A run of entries
-------------------------
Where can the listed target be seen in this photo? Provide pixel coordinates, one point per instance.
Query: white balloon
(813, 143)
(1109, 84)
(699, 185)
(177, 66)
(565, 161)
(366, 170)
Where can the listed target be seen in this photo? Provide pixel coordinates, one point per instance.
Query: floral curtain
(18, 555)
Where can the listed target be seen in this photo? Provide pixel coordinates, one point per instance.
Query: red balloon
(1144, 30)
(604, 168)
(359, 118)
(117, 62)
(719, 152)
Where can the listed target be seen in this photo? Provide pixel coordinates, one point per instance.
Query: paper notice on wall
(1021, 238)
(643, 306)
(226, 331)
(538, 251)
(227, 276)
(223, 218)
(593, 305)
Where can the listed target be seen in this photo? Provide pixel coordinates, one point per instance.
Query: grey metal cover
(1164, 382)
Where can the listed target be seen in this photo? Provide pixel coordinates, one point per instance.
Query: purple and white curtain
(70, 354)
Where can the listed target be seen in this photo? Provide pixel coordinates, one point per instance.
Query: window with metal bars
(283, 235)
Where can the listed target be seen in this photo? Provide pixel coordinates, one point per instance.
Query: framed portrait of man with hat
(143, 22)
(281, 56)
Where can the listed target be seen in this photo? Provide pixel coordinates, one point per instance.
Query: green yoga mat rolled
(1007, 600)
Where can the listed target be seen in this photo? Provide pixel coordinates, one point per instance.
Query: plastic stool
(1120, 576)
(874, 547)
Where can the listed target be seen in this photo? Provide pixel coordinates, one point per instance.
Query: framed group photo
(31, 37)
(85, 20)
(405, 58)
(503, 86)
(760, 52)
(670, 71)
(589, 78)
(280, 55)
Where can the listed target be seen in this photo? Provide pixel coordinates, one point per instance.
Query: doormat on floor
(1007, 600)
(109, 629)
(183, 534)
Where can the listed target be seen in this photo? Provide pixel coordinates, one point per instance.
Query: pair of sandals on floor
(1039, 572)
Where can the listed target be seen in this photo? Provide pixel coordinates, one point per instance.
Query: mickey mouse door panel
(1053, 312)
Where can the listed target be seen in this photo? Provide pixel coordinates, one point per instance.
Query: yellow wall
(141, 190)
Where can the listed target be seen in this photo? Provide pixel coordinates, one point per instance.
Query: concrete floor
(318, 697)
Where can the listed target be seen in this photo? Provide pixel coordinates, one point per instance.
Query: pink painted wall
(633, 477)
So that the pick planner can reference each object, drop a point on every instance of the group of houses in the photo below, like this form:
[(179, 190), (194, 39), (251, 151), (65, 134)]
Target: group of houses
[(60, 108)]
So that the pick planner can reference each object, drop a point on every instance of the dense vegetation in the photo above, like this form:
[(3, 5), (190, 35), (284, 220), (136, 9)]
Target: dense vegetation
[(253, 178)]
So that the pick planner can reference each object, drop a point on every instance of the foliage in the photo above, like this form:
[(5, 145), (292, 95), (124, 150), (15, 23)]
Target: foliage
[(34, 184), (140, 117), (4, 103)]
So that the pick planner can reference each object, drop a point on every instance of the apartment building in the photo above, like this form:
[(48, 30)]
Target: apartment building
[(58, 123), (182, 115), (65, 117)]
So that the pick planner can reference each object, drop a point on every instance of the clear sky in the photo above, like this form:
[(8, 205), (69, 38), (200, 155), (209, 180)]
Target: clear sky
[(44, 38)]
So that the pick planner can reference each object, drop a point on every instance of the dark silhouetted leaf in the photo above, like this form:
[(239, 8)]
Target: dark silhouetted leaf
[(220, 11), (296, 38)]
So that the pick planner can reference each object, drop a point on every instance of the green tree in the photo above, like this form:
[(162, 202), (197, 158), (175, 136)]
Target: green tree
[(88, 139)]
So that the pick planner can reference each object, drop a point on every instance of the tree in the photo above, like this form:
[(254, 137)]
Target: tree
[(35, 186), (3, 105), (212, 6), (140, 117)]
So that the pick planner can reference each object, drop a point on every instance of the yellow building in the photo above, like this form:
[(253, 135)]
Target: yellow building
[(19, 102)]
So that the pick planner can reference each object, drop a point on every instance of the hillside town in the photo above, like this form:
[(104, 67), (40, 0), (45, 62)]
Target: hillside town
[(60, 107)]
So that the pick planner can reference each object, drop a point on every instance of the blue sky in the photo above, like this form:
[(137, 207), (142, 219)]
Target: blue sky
-------------------------
● EXERCISE:
Rewrite the entries starting with the line that contains "of the green" and going on through the line that contains "[(35, 186), (3, 105), (212, 6), (140, 117)]", both lines included. Offset every coordinate in the answers by adding 72 to it, and leave the requests and their sample formats unchanged.

● RESPONSE TO THE EXERCISE:
So that the pick planner can reference each object, drop a point on every instance of the green tree in the photo above, like this form:
[(162, 202), (197, 158), (175, 136)]
Target: green tree
[(160, 211)]
So that the pick planner can reference each object, drop a point on every instance of the tree in the photo above, like this form:
[(254, 137)]
Target: tree
[(107, 258), (75, 177), (284, 78), (212, 189)]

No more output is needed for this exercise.